» **Passage**:
▼

The Nov. 7 death of Robert J. Strudler, 64, was more than a loss to Lennar Corp., where he served as chairman of the board. With his passing, many building industry executives lost their long-time mentor; the industry lost the institutional memory of a leader who was a force in the growth of home building as a national business; and the broader community lost a benefactor whose generosity was deep and wide.

“I wish the world could get the colors and the flavors that defined this unique human being,” says Stuart A. Miller, president and CEO of Lennar, who counted Strudler as a friend. “He was an inspiration.”

A graduate of Cornell University and Columbia University School of Law, Strudler spent seven years as an attorney in private practice before beginning his home building career at the young U.S. Home Corp. in 1972. He nurtured the careers of others in the industry. Those who benefited from his guidance are now spread throughout the industry.

▲

» **Set exercise 1**: Translate this sentence from the passage about Robert J. Strudler into Spanish: "He nurtured the careers of others in the industry."

» **Data for this task**:
▼

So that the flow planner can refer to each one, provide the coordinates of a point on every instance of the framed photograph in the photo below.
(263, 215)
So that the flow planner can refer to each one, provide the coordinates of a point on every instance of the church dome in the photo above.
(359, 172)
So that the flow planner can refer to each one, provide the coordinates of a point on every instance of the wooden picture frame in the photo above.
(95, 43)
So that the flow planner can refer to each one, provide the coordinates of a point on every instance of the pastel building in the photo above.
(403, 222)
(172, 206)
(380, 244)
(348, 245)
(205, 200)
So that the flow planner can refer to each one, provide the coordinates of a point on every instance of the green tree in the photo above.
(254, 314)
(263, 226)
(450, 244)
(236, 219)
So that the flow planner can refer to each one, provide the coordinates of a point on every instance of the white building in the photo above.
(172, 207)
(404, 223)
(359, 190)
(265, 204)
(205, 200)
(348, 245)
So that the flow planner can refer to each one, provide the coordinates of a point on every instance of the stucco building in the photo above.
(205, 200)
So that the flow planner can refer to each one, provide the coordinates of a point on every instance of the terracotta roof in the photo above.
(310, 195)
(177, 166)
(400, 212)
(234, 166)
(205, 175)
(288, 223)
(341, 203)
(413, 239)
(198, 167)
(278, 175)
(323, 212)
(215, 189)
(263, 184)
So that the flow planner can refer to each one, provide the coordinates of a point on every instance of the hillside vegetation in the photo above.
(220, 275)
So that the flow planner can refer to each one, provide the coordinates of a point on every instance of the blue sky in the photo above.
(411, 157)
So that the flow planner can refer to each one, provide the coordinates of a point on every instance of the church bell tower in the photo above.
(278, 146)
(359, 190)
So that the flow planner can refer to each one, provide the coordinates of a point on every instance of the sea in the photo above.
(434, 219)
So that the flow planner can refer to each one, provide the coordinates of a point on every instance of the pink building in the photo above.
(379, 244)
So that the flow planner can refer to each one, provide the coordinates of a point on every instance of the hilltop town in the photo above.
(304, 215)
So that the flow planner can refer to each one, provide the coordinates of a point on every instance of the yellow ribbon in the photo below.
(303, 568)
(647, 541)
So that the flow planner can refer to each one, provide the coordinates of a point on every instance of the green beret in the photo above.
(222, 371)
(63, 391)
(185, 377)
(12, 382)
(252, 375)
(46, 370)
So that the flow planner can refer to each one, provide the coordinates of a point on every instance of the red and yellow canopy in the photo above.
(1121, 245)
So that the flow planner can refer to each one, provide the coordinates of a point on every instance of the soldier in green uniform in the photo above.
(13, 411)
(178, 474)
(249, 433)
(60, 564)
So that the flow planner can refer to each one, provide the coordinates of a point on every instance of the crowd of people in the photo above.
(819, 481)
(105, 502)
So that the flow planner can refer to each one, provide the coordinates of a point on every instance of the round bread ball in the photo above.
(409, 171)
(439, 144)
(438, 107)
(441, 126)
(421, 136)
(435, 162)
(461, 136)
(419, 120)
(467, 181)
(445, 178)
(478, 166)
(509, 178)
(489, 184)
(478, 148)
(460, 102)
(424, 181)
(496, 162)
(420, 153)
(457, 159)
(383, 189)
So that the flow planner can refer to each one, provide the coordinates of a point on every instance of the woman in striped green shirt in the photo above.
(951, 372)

▲

» **Set exercise 2**: Select every row above that contains the string "green". Case counts.

» **Task result 1**: Impulsó las carreras de otros en la industria.

» **Task result 2**:
So that the flow planner can refer to each one, provide the coordinates of a point on every instance of the green tree in the photo above.
So that the flow planner can refer to each one, provide the coordinates of a point on every instance of the green beret in the photo above.
So that the flow planner can refer to each one, provide the coordinates of a point on every instance of the soldier in green uniform in the photo above.
So that the flow planner can refer to each one, provide the coordinates of a point on every instance of the woman in striped green shirt in the photo above.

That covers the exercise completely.